Restate the entries word for word, omitting nothing.

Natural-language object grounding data
BEGIN

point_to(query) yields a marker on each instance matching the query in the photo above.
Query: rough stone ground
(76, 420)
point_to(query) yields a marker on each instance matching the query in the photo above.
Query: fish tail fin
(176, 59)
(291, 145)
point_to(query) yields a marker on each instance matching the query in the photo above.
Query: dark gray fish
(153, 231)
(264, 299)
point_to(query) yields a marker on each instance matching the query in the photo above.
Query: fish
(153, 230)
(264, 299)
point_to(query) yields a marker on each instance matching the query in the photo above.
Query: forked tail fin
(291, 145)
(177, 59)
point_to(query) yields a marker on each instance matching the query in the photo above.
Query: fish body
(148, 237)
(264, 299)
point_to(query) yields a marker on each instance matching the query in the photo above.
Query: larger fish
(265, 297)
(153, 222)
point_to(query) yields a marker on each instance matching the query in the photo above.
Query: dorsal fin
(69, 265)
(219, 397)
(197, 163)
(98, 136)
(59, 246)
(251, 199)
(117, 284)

END

### ANSWER SPACE
point_to(query) yields a marker on each instance matching the query in the photo above.
Query: rough stone ground
(76, 420)
point_to(query) yields a marker on each instance matching the query in the photo above.
Query: fish tail fin
(176, 59)
(291, 145)
point_to(query) yields a marker on each instance matching the query in the photo above.
Query: dark gray fish
(153, 231)
(264, 299)
point_to(query) yields a marker on each instance matching the query in the photo above.
Query: fish
(153, 230)
(264, 299)
point_to(query) yields a marker on each instance matching the query in the photo above.
Query: forked tail fin
(291, 145)
(177, 59)
point_to(query) yields a marker on each instance matching the query in the photo above.
Query: fish body
(148, 237)
(264, 299)
point_to(query) yields a marker on each instance matching the query in the photo above.
Query: larger fish
(265, 297)
(153, 222)
point_to(query) yields a marker on each instance matching the query in the photo above.
Query: dorsal fin
(69, 265)
(219, 397)
(197, 163)
(98, 136)
(59, 246)
(251, 199)
(117, 284)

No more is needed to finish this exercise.